3. PONDERAÇÃO ENTRE NORMAS

Finalmente, o artigo 489, §2º, do Novo Código de Processo Civil, condiciona a validade da decisão judicial à efetiva e concreta justificação dos critérios utilizados pelo decisor para a realização de ponderação entre normas, apresentando as razões que o levou à prevalência de uma norma sobre a outra.

O legislador teve cautela de se referir a ponderação “entre normas”, ao invés de ponderação entre princípios, pois tem como objetivo englobar a ponderação entre regras e princípios. Segundo doutrinador Rodrigo Ramina De Lucca:

Trata-se de hipótese excepcionalíssima, aceita nas raríssimas ocasiões em que, concomitantemente, (i) a aplicação da regra deixa de atender a finalidade pretendida pelo legislador e (ii) a prevalência do princípio não gera absolutamente nenhuma insegurança jurídica. (DE LUCCA, 2016, p. 242).

O artigo 489, §2º, trata de uma extensão considerável da proposta clássica de ponderação, estando mais adequada ao estágio atual do Direito.

Sobre a extensão do tratamento da ponderação, emerge na doutrina de Humberto Ávila, o qual expos o entendimento de que regras também conflitam, não apenas no nível de validade, mas no de aplicação.

Para ÁVILA (2014), as regras estão sujeitas à “ponderação de razões”, pois em certos casos “o modo de aplicação da regra, portanto, não está totalmente condicionado pela descrição do comportamento, mas que depende do sopesamento de circunstâncias e argumentos.

O referido dispositivo também exige a elucidação dos “critérios gerais de ponderação efetuada”. Com essa determinação, sufoca-se o pendor à arbitrariedade. Torna-se uma obrigação do juiz esclarecer qual critério utilizou, não bastando apenas dizer que aplicou o princípio da proporcionalidade e da razoabilidade. Em seguida, o dispositivo exige que o decisor enuncie “as razões que autorizam a interferência da norma afastada”. Assim, espera uma motivação para não aplicar determinada norma.

:: TAREFA ::
Retorne, sem nenhuma alteração, a passagem do texto sobre ponderação entre normas que vai de "Trata-se de hipótese" até "no de aplicação.".

:: LINHAS DE DADOS ::

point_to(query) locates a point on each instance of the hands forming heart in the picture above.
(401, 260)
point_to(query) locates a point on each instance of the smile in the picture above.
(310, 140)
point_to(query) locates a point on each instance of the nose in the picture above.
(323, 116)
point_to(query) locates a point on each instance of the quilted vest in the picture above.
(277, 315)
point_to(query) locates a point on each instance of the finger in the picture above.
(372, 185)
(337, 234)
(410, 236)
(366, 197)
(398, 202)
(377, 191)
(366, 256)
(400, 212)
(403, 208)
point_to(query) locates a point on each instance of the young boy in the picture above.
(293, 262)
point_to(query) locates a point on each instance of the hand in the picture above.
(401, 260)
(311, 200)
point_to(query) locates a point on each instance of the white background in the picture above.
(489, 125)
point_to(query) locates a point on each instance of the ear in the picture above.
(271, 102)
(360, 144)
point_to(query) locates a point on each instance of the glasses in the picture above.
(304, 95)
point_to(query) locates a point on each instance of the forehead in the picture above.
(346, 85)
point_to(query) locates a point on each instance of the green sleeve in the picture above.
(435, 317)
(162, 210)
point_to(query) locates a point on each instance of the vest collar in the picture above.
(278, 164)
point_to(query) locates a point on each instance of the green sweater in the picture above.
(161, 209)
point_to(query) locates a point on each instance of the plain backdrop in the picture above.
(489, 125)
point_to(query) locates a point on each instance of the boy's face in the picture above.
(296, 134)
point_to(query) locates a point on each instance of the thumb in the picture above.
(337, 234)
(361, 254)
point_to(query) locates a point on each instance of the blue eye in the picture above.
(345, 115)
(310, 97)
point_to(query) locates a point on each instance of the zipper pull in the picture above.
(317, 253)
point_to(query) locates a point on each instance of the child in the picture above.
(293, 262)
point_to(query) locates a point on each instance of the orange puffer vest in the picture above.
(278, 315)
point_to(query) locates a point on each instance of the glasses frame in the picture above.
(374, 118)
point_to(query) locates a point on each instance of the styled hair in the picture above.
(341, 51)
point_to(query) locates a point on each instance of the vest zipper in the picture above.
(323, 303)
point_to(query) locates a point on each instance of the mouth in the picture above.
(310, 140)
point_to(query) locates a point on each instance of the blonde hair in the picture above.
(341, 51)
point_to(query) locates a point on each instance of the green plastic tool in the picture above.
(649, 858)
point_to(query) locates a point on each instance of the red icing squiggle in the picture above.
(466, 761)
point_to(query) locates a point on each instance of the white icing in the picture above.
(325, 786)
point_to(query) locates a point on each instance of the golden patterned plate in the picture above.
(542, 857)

:: RESULTADO ::
Trata-se de hipótese excepcionalíssima, aceita nas raríssimas ocasiões em que, concomitantemente, (i) a aplicação da regra deixa de atender a finalidade pretendida pelo legislador e (ii) a prevalência do princípio não gera absolutamente nenhuma insegurança jurídica. (DE LUCCA, 2016, p. 242).

O artigo 489, §2º, trata de uma extensão considerável da proposta clássica de ponderação, estando mais adequada ao estágio atual do Direito.

Sobre a extensão do tratamento da ponderação, emerge na doutrina de Humberto Ávila, o qual expos o entendimento de que regras também conflitam, não apenas no nível de validade, mas no de aplicação.